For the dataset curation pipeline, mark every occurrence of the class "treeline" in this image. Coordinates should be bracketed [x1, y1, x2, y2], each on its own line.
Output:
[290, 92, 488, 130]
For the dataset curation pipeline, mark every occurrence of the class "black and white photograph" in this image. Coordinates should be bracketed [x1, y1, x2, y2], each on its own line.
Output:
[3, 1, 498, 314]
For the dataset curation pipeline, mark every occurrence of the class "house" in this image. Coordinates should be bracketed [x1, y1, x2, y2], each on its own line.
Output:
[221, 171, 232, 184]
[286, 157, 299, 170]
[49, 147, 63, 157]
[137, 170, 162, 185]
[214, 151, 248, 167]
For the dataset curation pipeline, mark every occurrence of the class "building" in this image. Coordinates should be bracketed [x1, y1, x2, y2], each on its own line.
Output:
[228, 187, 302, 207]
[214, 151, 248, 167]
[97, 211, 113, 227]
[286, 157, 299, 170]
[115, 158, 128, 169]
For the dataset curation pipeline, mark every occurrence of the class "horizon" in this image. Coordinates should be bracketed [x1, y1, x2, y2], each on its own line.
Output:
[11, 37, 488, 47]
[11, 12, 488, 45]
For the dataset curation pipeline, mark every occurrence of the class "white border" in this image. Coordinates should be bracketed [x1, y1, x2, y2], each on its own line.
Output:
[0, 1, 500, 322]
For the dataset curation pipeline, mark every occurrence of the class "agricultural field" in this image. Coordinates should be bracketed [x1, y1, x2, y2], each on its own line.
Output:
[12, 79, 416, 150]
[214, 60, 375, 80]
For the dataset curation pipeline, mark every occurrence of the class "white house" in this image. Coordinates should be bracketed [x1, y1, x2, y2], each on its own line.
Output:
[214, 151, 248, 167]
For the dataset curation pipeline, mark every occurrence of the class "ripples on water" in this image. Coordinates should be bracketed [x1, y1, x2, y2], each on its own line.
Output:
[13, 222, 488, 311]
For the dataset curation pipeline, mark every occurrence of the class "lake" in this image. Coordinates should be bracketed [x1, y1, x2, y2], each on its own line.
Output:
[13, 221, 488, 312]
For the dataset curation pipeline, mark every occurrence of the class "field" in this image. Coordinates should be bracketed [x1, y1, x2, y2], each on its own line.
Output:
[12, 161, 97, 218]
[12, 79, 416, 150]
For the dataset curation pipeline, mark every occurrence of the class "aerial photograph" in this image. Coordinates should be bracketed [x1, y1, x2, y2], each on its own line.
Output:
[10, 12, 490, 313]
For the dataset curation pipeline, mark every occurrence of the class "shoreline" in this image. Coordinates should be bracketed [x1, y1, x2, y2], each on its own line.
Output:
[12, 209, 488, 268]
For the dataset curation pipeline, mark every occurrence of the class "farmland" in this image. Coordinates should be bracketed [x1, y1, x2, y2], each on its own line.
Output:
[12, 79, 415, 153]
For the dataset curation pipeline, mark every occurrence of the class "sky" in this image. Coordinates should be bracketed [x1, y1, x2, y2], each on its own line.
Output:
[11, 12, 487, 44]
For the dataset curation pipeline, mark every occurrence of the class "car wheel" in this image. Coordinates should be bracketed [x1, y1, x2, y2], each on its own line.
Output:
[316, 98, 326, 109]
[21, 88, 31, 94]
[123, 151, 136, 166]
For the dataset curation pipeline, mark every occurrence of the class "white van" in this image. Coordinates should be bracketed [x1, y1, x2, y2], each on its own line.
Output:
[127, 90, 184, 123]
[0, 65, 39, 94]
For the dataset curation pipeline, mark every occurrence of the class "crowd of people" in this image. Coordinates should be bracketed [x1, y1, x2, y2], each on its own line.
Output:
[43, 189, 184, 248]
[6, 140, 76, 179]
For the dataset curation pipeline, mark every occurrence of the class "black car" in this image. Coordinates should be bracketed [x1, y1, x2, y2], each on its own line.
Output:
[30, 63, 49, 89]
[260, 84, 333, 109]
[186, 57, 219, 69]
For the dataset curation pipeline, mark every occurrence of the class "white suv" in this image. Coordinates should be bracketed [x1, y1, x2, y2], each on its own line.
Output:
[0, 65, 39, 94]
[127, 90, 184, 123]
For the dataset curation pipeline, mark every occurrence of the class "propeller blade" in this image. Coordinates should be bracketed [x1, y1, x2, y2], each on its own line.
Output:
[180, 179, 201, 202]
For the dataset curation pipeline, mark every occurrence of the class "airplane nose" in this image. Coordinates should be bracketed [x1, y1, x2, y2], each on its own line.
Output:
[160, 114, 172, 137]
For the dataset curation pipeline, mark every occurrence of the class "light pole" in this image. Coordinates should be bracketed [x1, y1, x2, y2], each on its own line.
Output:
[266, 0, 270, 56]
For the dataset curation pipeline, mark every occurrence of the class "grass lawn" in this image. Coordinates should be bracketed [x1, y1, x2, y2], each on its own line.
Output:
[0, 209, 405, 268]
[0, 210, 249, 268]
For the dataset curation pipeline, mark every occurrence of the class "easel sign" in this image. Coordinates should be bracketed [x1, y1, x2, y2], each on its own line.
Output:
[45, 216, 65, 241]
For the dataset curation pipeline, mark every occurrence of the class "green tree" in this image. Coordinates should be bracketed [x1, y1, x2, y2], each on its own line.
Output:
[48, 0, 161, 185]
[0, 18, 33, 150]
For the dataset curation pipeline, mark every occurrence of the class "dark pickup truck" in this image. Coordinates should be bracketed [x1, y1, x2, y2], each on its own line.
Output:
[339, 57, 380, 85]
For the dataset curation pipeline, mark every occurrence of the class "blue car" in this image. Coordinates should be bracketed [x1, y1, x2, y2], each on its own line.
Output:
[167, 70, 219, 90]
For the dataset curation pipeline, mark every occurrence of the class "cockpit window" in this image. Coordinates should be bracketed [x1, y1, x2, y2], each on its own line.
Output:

——

Goal: Find each line in the rows above that contains the word "wheel" and copy every such line in full.

Correct result:
For the dataset curation pipeline, mark every occurrence of the class "car wheel" in this image. Coordinates should be bracketed [x1, y1, x2, y2], each on its own line.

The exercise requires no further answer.